## BEGIN

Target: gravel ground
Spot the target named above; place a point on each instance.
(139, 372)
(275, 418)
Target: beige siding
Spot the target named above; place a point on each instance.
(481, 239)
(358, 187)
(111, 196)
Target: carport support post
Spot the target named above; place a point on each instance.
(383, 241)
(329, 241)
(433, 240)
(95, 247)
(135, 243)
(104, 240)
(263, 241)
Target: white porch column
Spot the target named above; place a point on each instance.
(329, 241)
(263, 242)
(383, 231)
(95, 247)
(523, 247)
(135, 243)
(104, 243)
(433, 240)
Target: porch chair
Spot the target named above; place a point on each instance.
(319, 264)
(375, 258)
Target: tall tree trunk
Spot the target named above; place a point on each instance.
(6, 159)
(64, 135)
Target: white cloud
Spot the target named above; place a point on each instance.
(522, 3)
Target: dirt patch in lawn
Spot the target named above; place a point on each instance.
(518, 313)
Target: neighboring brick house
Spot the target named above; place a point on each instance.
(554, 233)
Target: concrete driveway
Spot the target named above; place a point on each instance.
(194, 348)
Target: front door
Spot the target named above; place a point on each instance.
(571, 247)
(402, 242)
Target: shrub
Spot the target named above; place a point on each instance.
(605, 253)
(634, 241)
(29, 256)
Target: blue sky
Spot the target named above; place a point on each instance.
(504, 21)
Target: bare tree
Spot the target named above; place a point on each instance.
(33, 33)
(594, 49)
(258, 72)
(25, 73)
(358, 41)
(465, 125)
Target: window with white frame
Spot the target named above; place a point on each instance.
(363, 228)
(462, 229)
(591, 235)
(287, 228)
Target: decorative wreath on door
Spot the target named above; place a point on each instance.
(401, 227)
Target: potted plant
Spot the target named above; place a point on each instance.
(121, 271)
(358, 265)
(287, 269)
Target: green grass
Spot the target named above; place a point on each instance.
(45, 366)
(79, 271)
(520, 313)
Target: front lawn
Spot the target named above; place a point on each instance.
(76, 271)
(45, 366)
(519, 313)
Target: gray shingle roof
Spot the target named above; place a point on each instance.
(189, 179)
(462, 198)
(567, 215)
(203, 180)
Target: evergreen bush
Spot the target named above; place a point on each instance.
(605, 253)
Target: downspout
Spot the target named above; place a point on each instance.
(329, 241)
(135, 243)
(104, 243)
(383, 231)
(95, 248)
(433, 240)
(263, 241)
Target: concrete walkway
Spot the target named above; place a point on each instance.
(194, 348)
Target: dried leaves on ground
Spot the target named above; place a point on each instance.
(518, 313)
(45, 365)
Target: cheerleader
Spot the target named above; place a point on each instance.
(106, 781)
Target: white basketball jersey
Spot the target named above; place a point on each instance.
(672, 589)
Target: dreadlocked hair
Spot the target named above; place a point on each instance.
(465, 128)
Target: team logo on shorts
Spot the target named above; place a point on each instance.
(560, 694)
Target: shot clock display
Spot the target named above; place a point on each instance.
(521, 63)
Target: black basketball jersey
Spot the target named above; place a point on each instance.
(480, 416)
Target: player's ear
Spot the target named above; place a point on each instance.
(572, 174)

## END

- Exercise requirements
Turn all of the data above into a Markdown table with two columns, Row and Line, numbering each non-blank line in order and leaving out blank lines.

- Exercise response
| Row | Line |
|---|---|
| 1 | Target: gravel ground |
| 2 | Spot the target named above; place a point on each instance. |
| 3 | (139, 372) |
| 4 | (275, 418) |
| 5 | Target: beige siding |
| 6 | Spot the target named above; place a point on each instance. |
| 7 | (481, 239) |
| 8 | (358, 187) |
| 9 | (111, 196) |
| 10 | Target: carport support post |
| 11 | Spot the target named above; place a point on each instance. |
| 12 | (383, 241) |
| 13 | (329, 241) |
| 14 | (433, 240) |
| 15 | (95, 247) |
| 16 | (135, 243) |
| 17 | (104, 240) |
| 18 | (263, 241) |
| 19 | Target: white porch column |
| 20 | Spot the target named above; place a point on each instance. |
| 21 | (329, 241) |
| 22 | (263, 242) |
| 23 | (383, 231) |
| 24 | (95, 247) |
| 25 | (523, 247) |
| 26 | (135, 243) |
| 27 | (104, 243) |
| 28 | (433, 240) |
| 29 | Target: porch chair |
| 30 | Spot the target named above; place a point on each instance. |
| 31 | (319, 264) |
| 32 | (375, 258) |
| 33 | Target: tall tree trunk |
| 34 | Spot the target named above; place a point on each instance. |
| 35 | (6, 159) |
| 36 | (64, 135) |
| 37 | Target: white cloud |
| 38 | Spot the target named above; place a point on each instance. |
| 39 | (522, 3) |
| 40 | Target: dirt patch in lawn |
| 41 | Spot the target named above; place a point on each instance. |
| 42 | (518, 313) |
| 43 | Target: neighboring brick house |
| 44 | Spot the target named above; place a point on each instance. |
| 45 | (554, 233) |
| 46 | Target: concrete driveway |
| 47 | Spot the target named above; place a point on each instance. |
| 48 | (194, 348) |
| 49 | Target: front door |
| 50 | Spot the target named above; place a point on each instance. |
| 51 | (571, 247) |
| 52 | (402, 242) |
| 53 | Target: shrub |
| 54 | Spot the target named above; place a point on each instance. |
| 55 | (605, 253) |
| 56 | (634, 241) |
| 57 | (29, 256) |
| 58 | Target: blue sky |
| 59 | Spot the target named above; place a point on each instance. |
| 60 | (504, 21) |
| 61 | Target: bare tree |
| 62 | Spot the target named above; place a point on each instance. |
| 63 | (33, 33) |
| 64 | (594, 49) |
| 65 | (258, 72) |
| 66 | (25, 73) |
| 67 | (358, 41) |
| 68 | (465, 125) |
| 69 | Target: window with white frame |
| 70 | Spot the target named above; place a point on each instance. |
| 71 | (363, 228) |
| 72 | (462, 229) |
| 73 | (591, 235) |
| 74 | (287, 228) |
| 75 | Target: decorative wreath on door |
| 76 | Spot the target named above; place a point on each instance. |
| 77 | (401, 227) |
| 78 | Target: potted plant |
| 79 | Spot the target named above; place a point on each instance. |
| 80 | (121, 271) |
| 81 | (358, 265) |
| 82 | (287, 269) |
| 83 | Target: green grass |
| 84 | Spot the target named above; place a point on each instance. |
| 85 | (45, 366) |
| 86 | (79, 271) |
| 87 | (520, 313) |
| 88 | Target: front lawn |
| 89 | Spot the target named above; place a point on each instance. |
| 90 | (76, 271) |
| 91 | (45, 366) |
| 92 | (519, 313) |
| 93 | Target: gray shingle roof |
| 94 | Spot the target named above; place a point on each instance. |
| 95 | (189, 179) |
| 96 | (462, 198) |
| 97 | (567, 215) |
| 98 | (203, 180) |
| 99 | Target: evergreen bush |
| 100 | Spot the target named above; place a point on each instance. |
| 101 | (605, 253) |
| 102 | Target: downspout |
| 103 | Spot the target named above; place a point on each instance. |
| 104 | (329, 241) |
| 105 | (135, 243) |
| 106 | (104, 243) |
| 107 | (383, 231) |
| 108 | (95, 248) |
| 109 | (433, 240) |
| 110 | (263, 241) |
| 111 | Target: concrete walkway |
| 112 | Spot the target named above; place a point on each instance. |
| 113 | (194, 348) |
| 114 | Target: dried leaves on ground |
| 115 | Spot the target named above; place a point on each instance. |
| 116 | (518, 313) |
| 117 | (45, 365) |
| 118 | Target: cheerleader |
| 119 | Spot the target named above; place a point on each instance. |
| 120 | (106, 781) |
| 121 | Target: white basketball jersey |
| 122 | Spot the target named above; place a point on each instance. |
| 123 | (672, 589) |
| 124 | Target: dreadlocked hair |
| 125 | Spot the target named above; place a point on each instance. |
| 126 | (465, 128) |
| 127 | Target: team logo on shorts |
| 128 | Spot the target named above; place a point on each instance. |
| 129 | (560, 694) |
| 130 | Target: shot clock display |
| 131 | Spot the target named above; place a point on each instance. |
| 132 | (521, 63) |
| 133 | Target: black basketball jersey |
| 134 | Spot the target named above; place a point on each instance. |
| 135 | (480, 416) |
| 136 | Target: player's ear |
| 137 | Spot the target named above; place a point on each instance. |
| 138 | (572, 174) |